Stated task
Answer these questions using the text about the Leopard release below.
1. In what month and year was Tiger released?
2. What yearly sales boost is Tortora modeling for Leopard?
3. What are the prices of Apple's current video iPod?

━━━━━ Excerpted text ━━━━━

Tortora's comments arrive on the heels of several online reports, including one from AppleInsider, which shed strong doubt on Apple's ability to wrap up a robust Leopard release within the next three weeks, given a recent developer release of the system update still laden with issues. The analyst did not cite his sources on a late-March release.

"Consistent with historical patterns, we expect the late March release of Leopard to provide a boost to software revenues for at least the next couple of quarters," he continued. "The last Mac OS (Tiger) was released in April 2005, about 18 months after the previous version release, and resulted in an increase in June quarter software revenue by ~45 percent quarter-over-quarter and ~65 percent year-over-year."

For Leopard, Tortora is modeling for a slightly higher sales boost of 57 percent quarterly and 75 percent yearly, primarily a result of the longer product cycle and larger Mac install based since the Tiger release.

In his note to clients, the Prudential analyst also cited swelling gross margin and impending consumer electronics product launches as near-term positives that should help drive profits and spur growth.

"We view the company’s long-term gross margin model of 28 percent -30 percent as conservative and see margin upside over the next several quarters due to component cost declines and a richer product mix from sales of Leopard, Mac Pro and MacBook Pro, and iPhone," he wrote. "We expect new product ramps including iPhone and a flash-based widescreen video iPod with new functionality (wi-fi, GPS) to drive growth in [the second half of 2007]."

Tortora said Apple's next generation video iPod will be launched later this year and include "flash instead of a hard drive, a wider touch screen similar to that of iPhone, wi-fi to enable the transfer of digital content from Apple TV, and GPS functionality." The new features, he said, will compel the company to introduce the player at at higher price points than its current video iPod ($249 for 30GB and $349 for 80GB), which he believes will help boost to revenue growth.

━━━━━ Dataset excerpts ━━━━━

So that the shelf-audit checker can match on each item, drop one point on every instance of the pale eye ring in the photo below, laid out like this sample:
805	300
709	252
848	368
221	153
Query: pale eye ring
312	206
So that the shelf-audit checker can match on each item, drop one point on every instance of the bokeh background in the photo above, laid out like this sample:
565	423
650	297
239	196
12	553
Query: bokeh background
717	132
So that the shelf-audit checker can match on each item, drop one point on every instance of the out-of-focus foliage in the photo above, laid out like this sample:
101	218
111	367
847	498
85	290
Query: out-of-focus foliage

━━━━━

Result of the task
1. April 2005
2. 75 percent
3. $249 for 30GB and $349 for 80GB